** start Source excerpt **

GuidesTerm of the Week: Data Types

Term of the Week: Data Types

The previous article in this series (“Variables Defined“) touched briefly on the concept of data types. In this article, you’ll look at data types a little more in depth and examine why they are important to programmers.

Two of the most important concepts related to types are type checking and strong versus weak typing. Type checking is ensuring that the data types used match the constraints of the language. For example, type checking makes sure that your code isn’t trying to stuff string data into an integer data type. There are a couple of different methods for checking for mismatches. Some languages to use static typing. This means that your types will be checked at compile time and that no potential type mismatches will be allowed there. One frequently cited advantage of statically typed languages is that they run faster because the types have already been checked at compile time and there is no ambiguity over the type at run time. Another advantage is that, the more power types have, more are constraints placed on them by the language and the type checker. This means that a programmer won’t overly rely on an unnecessarily powerful type to perform simple tasks.

** end Source excerpt **
** start Given data **

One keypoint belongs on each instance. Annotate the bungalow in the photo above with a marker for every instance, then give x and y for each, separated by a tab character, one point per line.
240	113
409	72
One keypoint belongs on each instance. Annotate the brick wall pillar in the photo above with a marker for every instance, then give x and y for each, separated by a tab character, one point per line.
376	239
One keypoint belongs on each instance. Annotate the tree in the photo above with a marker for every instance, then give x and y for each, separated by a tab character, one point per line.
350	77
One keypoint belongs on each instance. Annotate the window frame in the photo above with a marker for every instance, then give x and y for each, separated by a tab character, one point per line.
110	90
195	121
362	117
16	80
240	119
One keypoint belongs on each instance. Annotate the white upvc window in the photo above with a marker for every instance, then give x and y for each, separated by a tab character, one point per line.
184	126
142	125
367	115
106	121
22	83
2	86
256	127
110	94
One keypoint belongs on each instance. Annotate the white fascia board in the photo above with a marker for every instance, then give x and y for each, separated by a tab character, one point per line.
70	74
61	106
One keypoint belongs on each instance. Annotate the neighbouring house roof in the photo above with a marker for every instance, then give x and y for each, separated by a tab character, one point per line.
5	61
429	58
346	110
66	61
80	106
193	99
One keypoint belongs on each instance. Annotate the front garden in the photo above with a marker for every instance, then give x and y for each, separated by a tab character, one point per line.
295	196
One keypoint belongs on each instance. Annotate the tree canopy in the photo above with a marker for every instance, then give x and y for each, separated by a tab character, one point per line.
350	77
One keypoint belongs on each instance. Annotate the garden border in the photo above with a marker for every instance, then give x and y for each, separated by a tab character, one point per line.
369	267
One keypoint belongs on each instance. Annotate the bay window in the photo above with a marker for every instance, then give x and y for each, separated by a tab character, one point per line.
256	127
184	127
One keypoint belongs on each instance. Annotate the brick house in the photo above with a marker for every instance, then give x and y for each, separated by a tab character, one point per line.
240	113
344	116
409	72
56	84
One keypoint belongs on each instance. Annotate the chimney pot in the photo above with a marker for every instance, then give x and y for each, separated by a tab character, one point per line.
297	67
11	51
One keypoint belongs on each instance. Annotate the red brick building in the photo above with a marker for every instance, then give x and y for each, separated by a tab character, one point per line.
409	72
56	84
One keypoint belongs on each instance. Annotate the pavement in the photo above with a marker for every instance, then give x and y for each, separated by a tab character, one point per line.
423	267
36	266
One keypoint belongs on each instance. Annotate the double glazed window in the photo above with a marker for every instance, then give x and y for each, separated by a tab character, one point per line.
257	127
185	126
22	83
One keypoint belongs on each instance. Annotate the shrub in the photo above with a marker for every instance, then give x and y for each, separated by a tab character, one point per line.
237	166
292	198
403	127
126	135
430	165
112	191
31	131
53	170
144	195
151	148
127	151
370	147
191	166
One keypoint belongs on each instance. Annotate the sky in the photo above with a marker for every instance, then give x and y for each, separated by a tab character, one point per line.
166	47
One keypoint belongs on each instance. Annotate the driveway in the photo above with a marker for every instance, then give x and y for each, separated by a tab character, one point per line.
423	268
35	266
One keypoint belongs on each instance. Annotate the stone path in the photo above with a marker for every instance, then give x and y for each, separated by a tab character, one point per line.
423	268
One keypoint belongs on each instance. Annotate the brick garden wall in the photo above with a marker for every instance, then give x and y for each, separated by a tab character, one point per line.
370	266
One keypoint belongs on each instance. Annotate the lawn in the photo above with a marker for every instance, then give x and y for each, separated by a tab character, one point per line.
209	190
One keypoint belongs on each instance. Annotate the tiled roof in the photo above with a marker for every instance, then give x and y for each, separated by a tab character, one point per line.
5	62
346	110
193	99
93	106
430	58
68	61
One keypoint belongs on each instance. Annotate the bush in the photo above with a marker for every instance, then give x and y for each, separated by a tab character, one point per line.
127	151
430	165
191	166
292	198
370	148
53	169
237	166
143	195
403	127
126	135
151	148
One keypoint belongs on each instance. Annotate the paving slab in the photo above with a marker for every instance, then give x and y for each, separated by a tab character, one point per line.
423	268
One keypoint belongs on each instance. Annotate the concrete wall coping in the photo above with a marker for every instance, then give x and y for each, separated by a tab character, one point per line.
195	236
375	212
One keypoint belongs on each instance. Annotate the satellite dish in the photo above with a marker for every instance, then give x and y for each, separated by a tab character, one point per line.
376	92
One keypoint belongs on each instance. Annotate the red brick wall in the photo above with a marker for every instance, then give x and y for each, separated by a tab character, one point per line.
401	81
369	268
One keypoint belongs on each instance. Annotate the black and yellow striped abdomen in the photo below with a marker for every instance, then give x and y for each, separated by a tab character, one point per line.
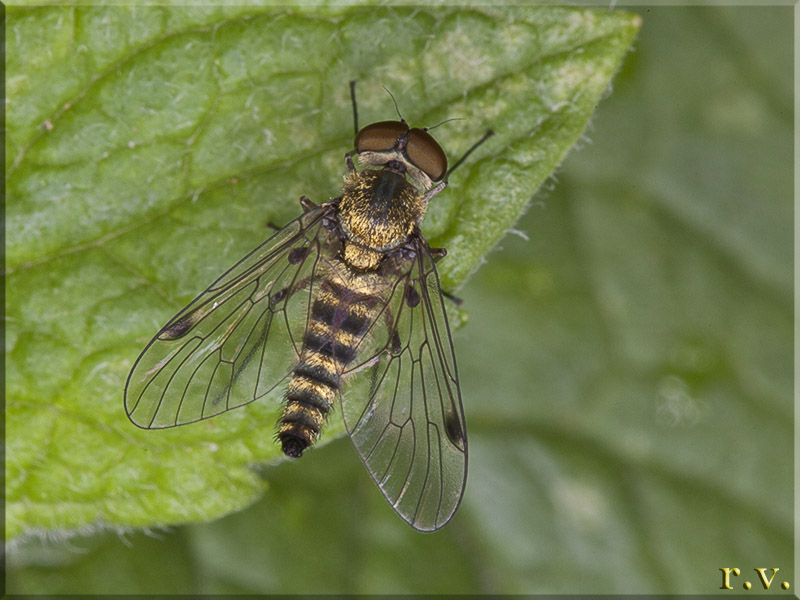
340	317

** end Given data **

Do this: From the data types article, reproduce the passage starting with "The previous article" and going on through "important to programmers.".

Response to this exercise:
The previous article in this series (“Variables Defined“) touched briefly on the concept of data types. In this article, you’ll look at data types a little more in depth and examine why they are important to programmers.